◆ Work instructions
Reproduce the data below word for word, from the line containing "Look at the photo above. For every instance of the tree" up to and including the line containing "pixel 185 733".

◆ Dataset records
--

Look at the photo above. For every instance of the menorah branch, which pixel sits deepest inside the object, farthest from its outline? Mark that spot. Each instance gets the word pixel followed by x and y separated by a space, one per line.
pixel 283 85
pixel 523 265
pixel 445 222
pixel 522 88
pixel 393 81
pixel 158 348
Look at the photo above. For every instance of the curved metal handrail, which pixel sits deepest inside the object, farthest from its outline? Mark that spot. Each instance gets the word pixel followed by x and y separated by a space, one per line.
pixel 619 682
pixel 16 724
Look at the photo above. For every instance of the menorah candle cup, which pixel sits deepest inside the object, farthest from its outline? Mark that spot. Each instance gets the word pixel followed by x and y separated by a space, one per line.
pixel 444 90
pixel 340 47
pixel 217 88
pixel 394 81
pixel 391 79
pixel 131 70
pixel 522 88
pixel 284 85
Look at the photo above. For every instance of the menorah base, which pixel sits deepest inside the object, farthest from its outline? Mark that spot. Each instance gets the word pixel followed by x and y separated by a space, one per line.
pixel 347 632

--

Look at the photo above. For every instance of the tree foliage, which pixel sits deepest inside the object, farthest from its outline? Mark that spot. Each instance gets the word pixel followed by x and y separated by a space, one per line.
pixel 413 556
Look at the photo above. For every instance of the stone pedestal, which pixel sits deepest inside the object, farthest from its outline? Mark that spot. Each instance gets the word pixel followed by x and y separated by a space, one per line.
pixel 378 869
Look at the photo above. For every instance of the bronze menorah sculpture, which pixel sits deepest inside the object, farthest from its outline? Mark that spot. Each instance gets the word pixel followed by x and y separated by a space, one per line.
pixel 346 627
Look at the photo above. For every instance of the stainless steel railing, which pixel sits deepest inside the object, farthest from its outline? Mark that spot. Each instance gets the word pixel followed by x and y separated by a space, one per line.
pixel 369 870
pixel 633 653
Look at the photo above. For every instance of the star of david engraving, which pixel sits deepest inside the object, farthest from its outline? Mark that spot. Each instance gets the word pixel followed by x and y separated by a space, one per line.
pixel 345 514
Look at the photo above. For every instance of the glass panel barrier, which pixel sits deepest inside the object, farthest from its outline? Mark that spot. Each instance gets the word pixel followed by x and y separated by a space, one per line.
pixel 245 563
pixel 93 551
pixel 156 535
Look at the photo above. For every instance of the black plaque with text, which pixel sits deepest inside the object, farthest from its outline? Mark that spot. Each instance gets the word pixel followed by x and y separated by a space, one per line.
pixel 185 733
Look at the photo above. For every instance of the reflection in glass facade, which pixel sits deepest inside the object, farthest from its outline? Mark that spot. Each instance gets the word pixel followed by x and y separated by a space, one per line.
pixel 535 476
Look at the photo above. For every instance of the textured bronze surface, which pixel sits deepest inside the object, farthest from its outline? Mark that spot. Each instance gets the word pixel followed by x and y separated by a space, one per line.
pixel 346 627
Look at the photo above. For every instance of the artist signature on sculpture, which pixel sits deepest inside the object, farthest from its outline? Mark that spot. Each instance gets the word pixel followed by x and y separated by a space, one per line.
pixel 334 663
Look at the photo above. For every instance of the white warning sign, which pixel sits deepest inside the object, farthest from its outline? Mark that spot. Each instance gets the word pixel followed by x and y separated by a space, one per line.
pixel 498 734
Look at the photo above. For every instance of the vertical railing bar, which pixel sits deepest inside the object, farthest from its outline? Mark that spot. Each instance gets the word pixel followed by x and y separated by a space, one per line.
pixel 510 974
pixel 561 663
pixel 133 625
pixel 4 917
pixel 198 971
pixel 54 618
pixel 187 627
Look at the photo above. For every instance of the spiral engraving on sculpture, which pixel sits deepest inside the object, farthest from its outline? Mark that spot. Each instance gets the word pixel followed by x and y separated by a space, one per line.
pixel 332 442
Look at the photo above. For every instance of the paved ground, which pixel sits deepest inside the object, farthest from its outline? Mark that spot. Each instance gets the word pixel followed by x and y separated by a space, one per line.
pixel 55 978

--

◆ Response to this task
Look at the photo above. For every instance of the tree foliage, which pixel sits deepest inside the object, farthest from its outline? Mark that spot. Each instance gets the word pixel followed by x and y separated by a space, one per line.
pixel 413 556
Look at the photo above. For every instance of the stone pedestal, which pixel sits deepest inside the object, farthest from its outline? Mark that spot. Each instance gets the word pixel followed by x and y separated by a space, one per line.
pixel 378 869
Look at the photo above. For every instance of the bronze menorah sculpture, which pixel sits deepest inside the object, farthest from its outline? Mark that spot. Each instance gets the word pixel followed by x and y separated by a space, one per line.
pixel 346 627
Look at the photo above. For every instance of the stainless steel railing, which pixel sits deepest inside the object, farthest from its outline? Mark that spot. Each instance gets the word pixel followed by x and y separated by a space, one per line.
pixel 369 870
pixel 633 653
Look at the photo above. For every instance of the star of david engraving, which pixel sits deepest inside the object, farthest from its outline? Mark that spot. Each instance gets the word pixel followed by x and y separated by a space, one per line.
pixel 345 514
Look at the photo above. For every instance of the glass panel barrier, which pixel sits deepest inside the object, farthest from its outline? Mark that spot. Each instance gets the word pixel followed by x and y separated by a space, one per line.
pixel 245 563
pixel 93 551
pixel 156 535
Look at the photo above. For every instance of the black plaque with text, which pixel sits deepest inside the object, farthest from its outline? Mark that spot. Each instance gets the word pixel followed by x and y separated by a space, one per line.
pixel 185 733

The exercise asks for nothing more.